## WORK ITEM
Whenever a line below holds the word "iron", count it once; report the total and nothing else.
Top of EXTRACTED DATA
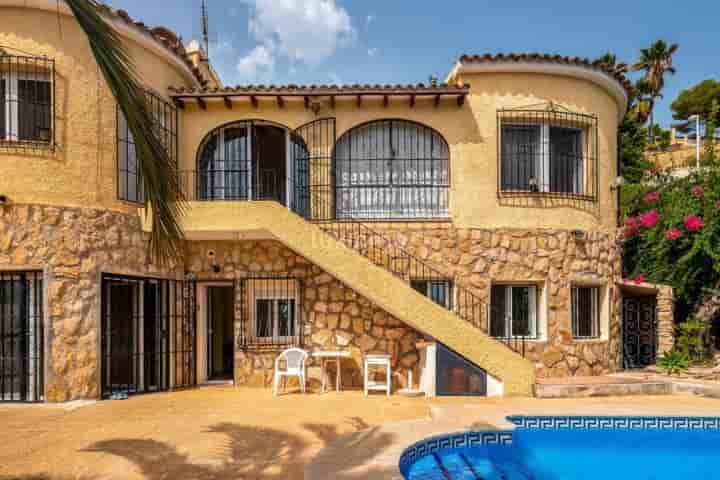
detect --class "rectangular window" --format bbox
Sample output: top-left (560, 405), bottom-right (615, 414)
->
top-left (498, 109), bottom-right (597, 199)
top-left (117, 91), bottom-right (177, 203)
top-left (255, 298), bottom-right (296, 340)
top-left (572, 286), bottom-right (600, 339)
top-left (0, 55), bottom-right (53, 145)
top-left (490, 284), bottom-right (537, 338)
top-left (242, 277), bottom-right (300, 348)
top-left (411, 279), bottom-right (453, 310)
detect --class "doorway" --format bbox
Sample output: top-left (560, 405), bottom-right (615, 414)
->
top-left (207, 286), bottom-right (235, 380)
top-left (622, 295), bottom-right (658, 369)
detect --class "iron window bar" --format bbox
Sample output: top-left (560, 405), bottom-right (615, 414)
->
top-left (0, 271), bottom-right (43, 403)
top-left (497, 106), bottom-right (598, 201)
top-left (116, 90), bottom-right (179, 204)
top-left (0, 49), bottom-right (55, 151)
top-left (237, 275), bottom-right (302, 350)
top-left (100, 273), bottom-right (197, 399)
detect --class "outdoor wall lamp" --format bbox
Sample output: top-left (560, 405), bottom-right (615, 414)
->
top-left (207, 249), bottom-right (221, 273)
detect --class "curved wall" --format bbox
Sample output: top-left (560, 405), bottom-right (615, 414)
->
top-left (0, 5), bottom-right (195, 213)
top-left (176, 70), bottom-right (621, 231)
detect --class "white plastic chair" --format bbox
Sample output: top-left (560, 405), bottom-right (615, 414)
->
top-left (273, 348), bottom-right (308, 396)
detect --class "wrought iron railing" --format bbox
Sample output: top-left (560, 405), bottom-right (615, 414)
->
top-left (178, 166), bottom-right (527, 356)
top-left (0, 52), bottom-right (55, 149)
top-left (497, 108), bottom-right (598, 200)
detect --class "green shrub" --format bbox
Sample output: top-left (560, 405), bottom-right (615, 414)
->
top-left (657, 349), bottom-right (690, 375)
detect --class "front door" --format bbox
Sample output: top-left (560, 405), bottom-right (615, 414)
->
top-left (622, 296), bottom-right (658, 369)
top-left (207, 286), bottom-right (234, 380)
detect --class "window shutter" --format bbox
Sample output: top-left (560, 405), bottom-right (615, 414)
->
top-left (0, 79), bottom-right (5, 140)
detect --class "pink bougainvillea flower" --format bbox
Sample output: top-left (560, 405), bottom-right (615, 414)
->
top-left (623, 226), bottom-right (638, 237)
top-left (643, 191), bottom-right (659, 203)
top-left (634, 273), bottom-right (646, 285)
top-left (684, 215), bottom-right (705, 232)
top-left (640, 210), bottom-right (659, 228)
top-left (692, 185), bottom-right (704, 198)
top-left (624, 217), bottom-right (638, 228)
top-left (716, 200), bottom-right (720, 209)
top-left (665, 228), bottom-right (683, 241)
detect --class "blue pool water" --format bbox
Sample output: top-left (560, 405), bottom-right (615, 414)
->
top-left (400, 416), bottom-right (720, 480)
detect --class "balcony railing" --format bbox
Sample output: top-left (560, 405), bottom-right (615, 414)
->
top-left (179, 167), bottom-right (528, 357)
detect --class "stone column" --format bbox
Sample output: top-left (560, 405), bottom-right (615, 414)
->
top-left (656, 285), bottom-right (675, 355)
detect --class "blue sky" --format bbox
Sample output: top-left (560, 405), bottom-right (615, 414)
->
Bottom of EXTRACTED DATA
## OUTPUT
2